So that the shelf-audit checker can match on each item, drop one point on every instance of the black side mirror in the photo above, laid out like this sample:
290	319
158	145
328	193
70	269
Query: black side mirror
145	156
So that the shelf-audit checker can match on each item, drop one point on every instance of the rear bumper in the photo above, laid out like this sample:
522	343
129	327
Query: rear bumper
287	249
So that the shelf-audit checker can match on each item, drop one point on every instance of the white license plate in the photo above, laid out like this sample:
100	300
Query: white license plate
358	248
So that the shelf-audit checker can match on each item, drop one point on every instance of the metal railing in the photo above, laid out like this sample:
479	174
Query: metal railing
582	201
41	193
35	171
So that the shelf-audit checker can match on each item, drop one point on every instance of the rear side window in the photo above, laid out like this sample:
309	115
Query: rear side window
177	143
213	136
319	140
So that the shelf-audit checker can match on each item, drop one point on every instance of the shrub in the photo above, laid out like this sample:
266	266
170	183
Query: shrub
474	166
----------------------------------------
TASK DESCRIPTION: Give back exactly the lines from the one containing "of the metal" through the last line of the records.

ANSWER SECTION:
So that the shelf-audit checker can match on each item, drop one point on every instance of the metal railing in the photo above, laid out like this sample:
479	174
Query: metal railing
582	201
41	193
35	171
So that the shelf-audit checker can match on each item, drop one point on every instance of the rear side window in the photo above, laid out like this sample:
309	115
Query: rear side window
177	143
213	136
319	140
So that the shelf-audit checker can match on each item, drop one point on every instance of the shrub in the photo above, laid out like this sample:
266	266
170	183
Query: shrub
474	166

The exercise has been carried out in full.